>> START Extract

DREAM was founded, as Harlem RBI, in 1991 as a youth baseball program in East Harlem. Over time, DREAM worked to address greater community needs, like low literacy and high school graduation rates, through summer and after-school enrichment. DREAM Charter School opened in 2008.
Today, DREAM serves more than 2,500 youth annually through DREAM Charter School and community programs in East Harlem, the South Bronx, and Newark. DREAM Charter School currently serves 750 young people in grades Pre-K through 10.
Brittany teaches performing arts and activism to ninth and 10th graders at DREAM. About 200 students are enrolled at DREAM Charter High School, which aims to provide young scholars with an inclusive and nurturing academic environment that will prepare them for college and other forms of post-secondary success.
“One of my main goals is to teach students how to use their imagination,” says Brittany, who has been teaching four years, including two at DREAM.
“I feel like a lot of curriculum asks students to respond, but how much asks them to envision?”
DREAM places a strong emphasis on social justice and civic engagement. Those values inform the curriculum in Brittany’s class, which includes units ranging from traditional performing arts like songwriting, acting, poetry and playwriting to psychological warfare in commercials, social media, and afrofuturism.
“The course teaches students how to use art as a tool for social change. But it’s much more than that. It’s about teaching them how to be responsible human beings,” says Brittany.
“One thing I love about DREAM is that I have autonomy. I essentially have control over how I teach my students, the ideas I want them to think about, and the goals I want them to reach.”
Brittany was born and raised in Harlem. She attended elementary and middle school in Manhattan before going to high school in the South Bronx, where an 11th grade college class in Caribbean literature, taught by a college professor named Anamaria Flores, ignited a passion for culturally-responsive learning and an interest in teaching.
“The texts that she used, such as Gloria Anzaldua's Borderlands and Edwidge Danticat's The Farming of Bones, were foundational in my understanding of the connected histories of People of Color,” Brittany says.
“It was the first time I was able to see myself in the classroom – the first time I saw experiences similar to my own reflected in the work I was doing in class. Professor Flores made education and learning very personal for me. That shifted the way that I thought about my education and what I wanted to demand from it.”
Now as a teacher herself, Brittany aims to create a learning environment relevant to her students’ own cultural and life experiences.
“A very important part of being a student is seeing yourself in your education. I want them to feel the way that I did in that 11th grade Caribbean literature course,” she says.
“Without (my teacher) lighting the fire, I wouldn't have learned until college that my experience and those of the people who look like me were valuable and crucial areas of study. Without the foundation, I wouldn't be the teacher that I am in the classroom today.”
In the classroom, Brittany doesn’t always jump right into the lesson, preferring instead to start classes in conversation with students.
“I leave room for them to bring themselves into the classroom. Sometimes it’s as small as playing a song they like,” she says. “Once I create that relationship, it does wonders in opening up the conversation and allowing it to become more high level and rigorous.”
In one recent unit exploring the impact of social media, Brittany had students read their own posts and reflect on how they might be responsible for shaping attitudes or influencing the digital conversation, for better or worse.
In the memoir-writing unit, students explored trauma they had experienced and how it had affected them.
A lifelong poet and performer, Brittany also designed and currently leads DREAM’s Third Space Initiative Arts Program where she mentors a group of eight young writers and performers.
“We need to teach our students about how to be more than academics, to be more than numbers, more than an English Language Arts analysis," Brittany says. "We have to teach them how to envision a new world, then how to make it become a reality."

>> END Extract

• **Exercise aim**
Rewrite everything from "DREAM was founded, as" down to "of post-secondary success." in the DREAM profile above, changing "youth" to "children".

>> START Raw data

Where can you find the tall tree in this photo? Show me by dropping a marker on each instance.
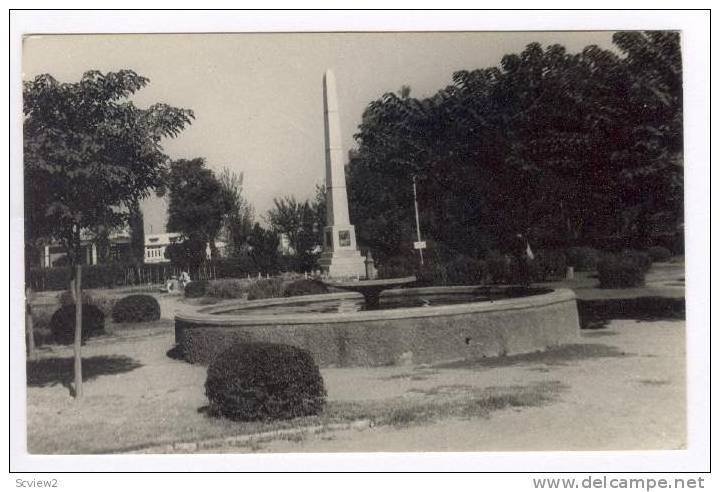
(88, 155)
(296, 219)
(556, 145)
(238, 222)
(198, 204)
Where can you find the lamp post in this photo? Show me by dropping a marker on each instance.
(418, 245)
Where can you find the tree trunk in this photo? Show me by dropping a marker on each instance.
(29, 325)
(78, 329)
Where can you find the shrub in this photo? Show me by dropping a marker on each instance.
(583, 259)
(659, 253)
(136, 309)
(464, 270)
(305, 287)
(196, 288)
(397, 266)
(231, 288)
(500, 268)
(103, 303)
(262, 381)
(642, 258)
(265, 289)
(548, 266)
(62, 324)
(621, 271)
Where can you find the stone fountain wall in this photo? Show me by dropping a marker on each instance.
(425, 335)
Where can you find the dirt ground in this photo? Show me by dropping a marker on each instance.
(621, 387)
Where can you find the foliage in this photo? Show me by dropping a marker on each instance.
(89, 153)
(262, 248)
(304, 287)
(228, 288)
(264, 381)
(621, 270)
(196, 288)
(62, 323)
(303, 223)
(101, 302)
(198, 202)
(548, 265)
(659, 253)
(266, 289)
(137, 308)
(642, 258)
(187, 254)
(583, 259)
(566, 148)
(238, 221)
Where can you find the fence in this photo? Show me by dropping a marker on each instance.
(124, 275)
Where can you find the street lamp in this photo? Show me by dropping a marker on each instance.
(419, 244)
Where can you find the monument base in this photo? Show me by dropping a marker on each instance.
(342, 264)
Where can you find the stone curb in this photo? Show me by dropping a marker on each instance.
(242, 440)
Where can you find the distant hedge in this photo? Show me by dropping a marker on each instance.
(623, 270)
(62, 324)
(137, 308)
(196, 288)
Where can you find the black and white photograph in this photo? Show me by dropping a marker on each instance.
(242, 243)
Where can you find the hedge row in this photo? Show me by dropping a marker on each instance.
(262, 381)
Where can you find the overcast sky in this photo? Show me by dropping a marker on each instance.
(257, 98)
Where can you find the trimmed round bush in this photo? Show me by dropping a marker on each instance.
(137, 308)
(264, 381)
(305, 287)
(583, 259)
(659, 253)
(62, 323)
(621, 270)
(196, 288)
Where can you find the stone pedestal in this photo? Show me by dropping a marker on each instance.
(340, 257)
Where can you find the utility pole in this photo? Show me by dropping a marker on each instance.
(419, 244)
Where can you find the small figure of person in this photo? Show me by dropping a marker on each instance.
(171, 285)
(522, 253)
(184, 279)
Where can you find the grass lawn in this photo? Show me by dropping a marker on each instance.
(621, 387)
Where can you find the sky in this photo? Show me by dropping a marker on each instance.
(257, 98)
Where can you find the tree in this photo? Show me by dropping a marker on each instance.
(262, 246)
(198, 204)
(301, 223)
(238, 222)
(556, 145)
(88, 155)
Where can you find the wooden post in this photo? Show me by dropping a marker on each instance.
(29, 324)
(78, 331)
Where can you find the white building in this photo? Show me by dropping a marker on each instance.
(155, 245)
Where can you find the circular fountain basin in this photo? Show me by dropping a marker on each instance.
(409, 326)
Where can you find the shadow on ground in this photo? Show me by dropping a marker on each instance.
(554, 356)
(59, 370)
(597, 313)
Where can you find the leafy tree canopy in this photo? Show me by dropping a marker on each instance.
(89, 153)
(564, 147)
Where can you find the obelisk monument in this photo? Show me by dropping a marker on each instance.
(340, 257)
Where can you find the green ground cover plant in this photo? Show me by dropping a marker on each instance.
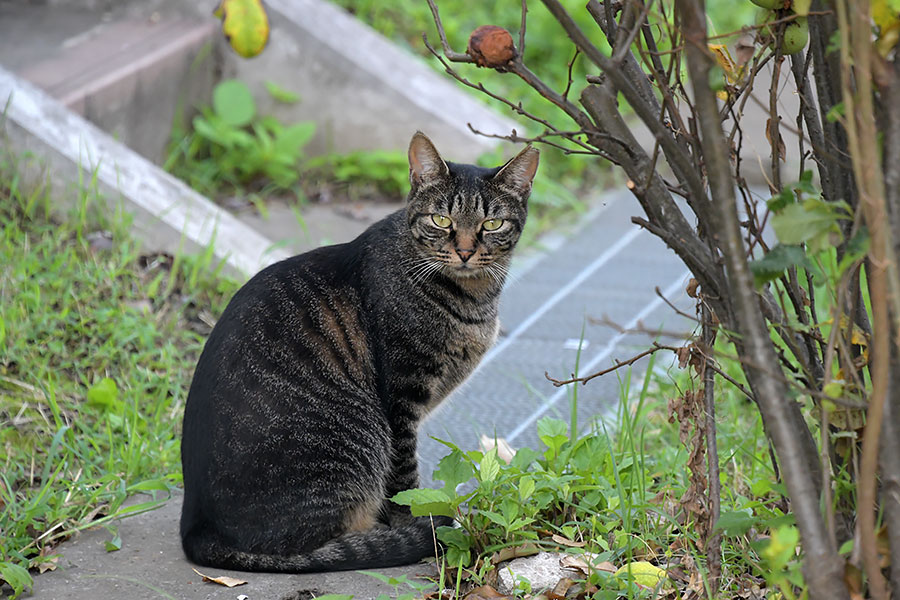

>> END Raw data

• **Problem solution**
DREAM was founded, as Harlem RBI, in 1991 as a children baseball program in East Harlem. Over time, DREAM worked to address greater community needs, like low literacy and high school graduation rates, through summer and after-school enrichment. DREAM Charter School opened in 2008.
Today, DREAM serves more than 2,500 children annually through DREAM Charter School and community programs in East Harlem, the South Bronx, and Newark. DREAM Charter School currently serves 750 young people in grades Pre-K through 10.
Brittany teaches performing arts and activism to ninth and 10th graders at DREAM. About 200 students are enrolled at DREAM Charter High School, which aims to provide young scholars with an inclusive and nurturing academic environment that will prepare them for college and other forms of post-secondary success.